==== Records shown ====

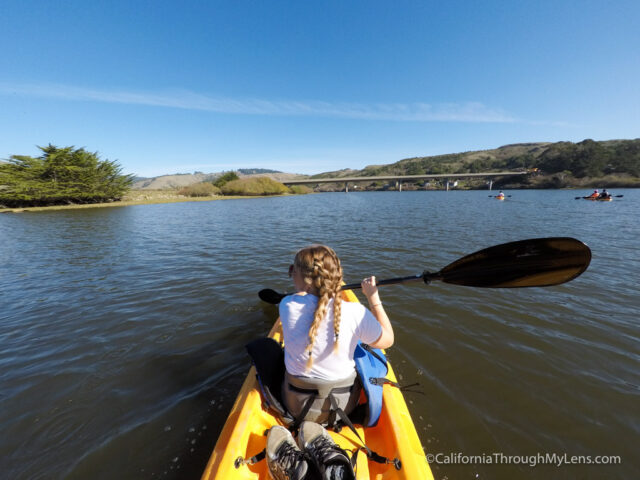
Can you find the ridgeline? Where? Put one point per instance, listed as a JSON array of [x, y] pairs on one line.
[[614, 163]]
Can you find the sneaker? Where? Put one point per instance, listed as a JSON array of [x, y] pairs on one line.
[[284, 458], [332, 461]]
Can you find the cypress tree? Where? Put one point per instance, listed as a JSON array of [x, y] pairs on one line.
[[60, 176]]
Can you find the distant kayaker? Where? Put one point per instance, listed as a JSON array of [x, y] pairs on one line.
[[604, 194], [320, 336]]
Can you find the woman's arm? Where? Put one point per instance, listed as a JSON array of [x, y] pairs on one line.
[[370, 290]]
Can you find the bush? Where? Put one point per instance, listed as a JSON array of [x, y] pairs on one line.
[[225, 178], [254, 186], [300, 189], [204, 189]]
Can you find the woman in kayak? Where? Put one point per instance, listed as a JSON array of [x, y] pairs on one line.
[[320, 336], [320, 330]]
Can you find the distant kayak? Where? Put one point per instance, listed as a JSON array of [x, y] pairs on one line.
[[599, 199]]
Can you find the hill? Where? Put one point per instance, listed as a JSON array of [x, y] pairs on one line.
[[180, 180], [556, 165]]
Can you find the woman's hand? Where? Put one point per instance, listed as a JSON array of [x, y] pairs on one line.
[[369, 287]]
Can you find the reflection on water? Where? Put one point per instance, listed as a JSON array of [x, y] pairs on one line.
[[122, 329]]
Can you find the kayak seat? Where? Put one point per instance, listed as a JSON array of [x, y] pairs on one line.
[[295, 399]]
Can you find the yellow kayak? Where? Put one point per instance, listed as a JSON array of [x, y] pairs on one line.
[[244, 435]]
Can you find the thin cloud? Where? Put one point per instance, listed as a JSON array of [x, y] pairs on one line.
[[473, 112]]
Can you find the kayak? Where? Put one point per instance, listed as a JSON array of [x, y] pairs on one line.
[[593, 199], [244, 435]]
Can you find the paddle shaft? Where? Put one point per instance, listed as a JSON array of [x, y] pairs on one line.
[[390, 281], [537, 262]]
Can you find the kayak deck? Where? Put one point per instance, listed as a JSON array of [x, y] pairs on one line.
[[244, 435]]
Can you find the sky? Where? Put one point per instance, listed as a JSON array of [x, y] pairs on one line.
[[307, 86]]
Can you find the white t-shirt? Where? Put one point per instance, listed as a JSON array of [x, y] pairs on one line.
[[356, 323]]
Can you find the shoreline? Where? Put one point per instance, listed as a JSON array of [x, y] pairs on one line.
[[127, 202], [153, 197]]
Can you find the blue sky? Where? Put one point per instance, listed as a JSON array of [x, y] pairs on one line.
[[311, 86]]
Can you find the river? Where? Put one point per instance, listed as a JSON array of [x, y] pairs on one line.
[[122, 329]]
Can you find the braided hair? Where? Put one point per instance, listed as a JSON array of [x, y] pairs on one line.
[[322, 272]]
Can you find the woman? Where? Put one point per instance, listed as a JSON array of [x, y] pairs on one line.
[[321, 331]]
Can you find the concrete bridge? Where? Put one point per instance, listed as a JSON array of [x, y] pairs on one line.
[[401, 178]]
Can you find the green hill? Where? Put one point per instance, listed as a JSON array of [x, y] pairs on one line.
[[555, 165]]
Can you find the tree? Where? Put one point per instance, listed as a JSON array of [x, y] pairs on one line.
[[60, 176]]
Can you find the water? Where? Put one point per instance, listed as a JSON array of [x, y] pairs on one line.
[[122, 329]]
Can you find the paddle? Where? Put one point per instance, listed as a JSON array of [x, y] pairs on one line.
[[537, 262], [612, 196]]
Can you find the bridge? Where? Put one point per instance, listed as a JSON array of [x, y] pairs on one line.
[[401, 178]]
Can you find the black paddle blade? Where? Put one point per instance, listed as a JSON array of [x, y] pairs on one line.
[[537, 262], [271, 296]]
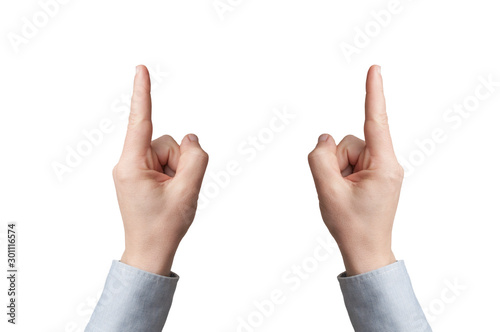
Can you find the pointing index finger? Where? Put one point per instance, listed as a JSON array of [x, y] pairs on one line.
[[140, 127], [377, 135]]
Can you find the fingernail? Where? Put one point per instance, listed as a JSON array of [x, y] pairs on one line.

====

What needs to be done
For the records above, output each one exactly and skip any image.

Solved exercise
Can you find the ridgeline? Where? Put one point per instance, listed as a JSON array of [x, y] pairs on one line.
[[614, 163]]
Can you find the sneaker? Where? Put one point per instance, listed as a JSON array of [x, y] pairs on one line.
[[284, 458], [332, 461]]
Can you find the cypress tree? Where? Put one point per instance, listed as a JSON array of [x, y] pairs on one line.
[[60, 176]]
Can you find the distant kayaker? Where? Put one point per instance, listed as a JSON array of [x, y] pairs on one line.
[[604, 194], [320, 336]]
Can you find the woman's arm? Where? Put one point per instance, listed as a JSON array of [x, y] pairs on one line.
[[370, 290]]
Can you find the bush? Where? Put one point per instance, listed as a JSON array of [x, y] pairs on one line.
[[225, 178], [254, 186], [300, 189], [204, 189]]
Can you find the woman in kayak? Where? Put one point per instance, listed as a JSON array of [x, y] pairs on one line.
[[320, 336], [320, 330]]
Can you find the distant kayak? Where? Put one point per instance, listed as a JSON array of [x, y] pairs on one line.
[[599, 199]]
Can you find the hill? Where? Put one point per instance, listed as a JSON array of [x, y] pairs on one line.
[[180, 180], [556, 165]]
Can you find the woman's hand? Where? Put one point per instance, listed as a JSON array of [x, y] pairs on one line.
[[369, 287]]
Can you find the reflection on water? Where? Put one point per instance, listed as a JSON array of [x, y] pairs on one line.
[[122, 329]]
Can you find the kayak seat? Where? Put one point per instance, listed as a JSON array of [x, y] pairs on one line.
[[295, 399]]
Can you find the yellow kayak? Where? Put one point per instance, listed as a JSON array of [x, y] pairs on one line.
[[244, 435]]
Can you find the thin cloud? Where? Put one point per instance, listed as a JSON array of [x, y] pairs on one line.
[[473, 112]]
Can you find the kayak? Where? Put one point per instance, listed as a JSON array of [x, y] pairs on one line.
[[593, 199], [244, 435]]
Can you find the paddle shaft? Where? Put one point per instance, listed as a JSON array of [x, y] pairs on one line.
[[390, 281], [537, 262]]
Can you find the kayak deck? Where? Put one point per instance, listed as a JSON array of [x, y] pairs on one line.
[[244, 435]]
Can you find the sky? Where? Put one point per instance, listed as a JSON array of [x, y] pairs on one line.
[[307, 86]]
Can you find the white t-shirt? Where? Put one point per instance, listed as a JSON array of [x, y] pairs on one line.
[[356, 323]]
Can you find the shoreline? Where? Put one point per instance, listed as a JSON array of [x, y] pairs on one line.
[[127, 202], [153, 197]]
Can you find the blue sky? Where? Put one point per instance, listed as a JSON array of [x, y] pairs on one line.
[[311, 86]]
Can you find the river? Where? Put one point per instance, listed as a JSON array of [x, y] pairs on one line.
[[122, 329]]
Can you find the braided hair? Where? Put one point per instance, listed as a JSON array of [x, y] pairs on one line.
[[322, 272]]
Can you find the woman? Where? Put one point per instance, listed as a JSON array of [x, y] pairs on one line.
[[321, 331]]
Can you find the concrete bridge? Where? Put one point per instance, listed as a JSON array of [x, y] pairs on one line.
[[401, 178]]
Can you find the green hill? Where? Put one point per instance, listed as a JSON array of [x, y] pairs on one line.
[[555, 165]]
Can you find the tree? Where? Put one point per instance, listed as a JSON array of [x, y] pairs on one line.
[[60, 176]]
Can you find the water? Where? Put one point per instance, listed as a JSON array of [x, y] pairs on one line.
[[122, 329]]
Can you find the paddle? Where? Put one point per instance, listed as a JSON array of [x, y] pairs on one line.
[[537, 262], [612, 196]]
Can you find the bridge? Where? Put one point per instance, listed as a JSON array of [x, y] pairs on one line.
[[401, 178]]
Can you find the black paddle blade? Where? Put one point per instance, listed as a JSON array of [x, y] pairs on one line.
[[537, 262], [271, 296]]
Can you find the pointing index finger? Where? Put one point per instance, listed as a JSON array of [x, y] pairs on one line.
[[140, 127], [377, 135]]
Can you find the fingernail? Where? Put one point per instance, listed as a JSON array of [x, y] pairs on one line.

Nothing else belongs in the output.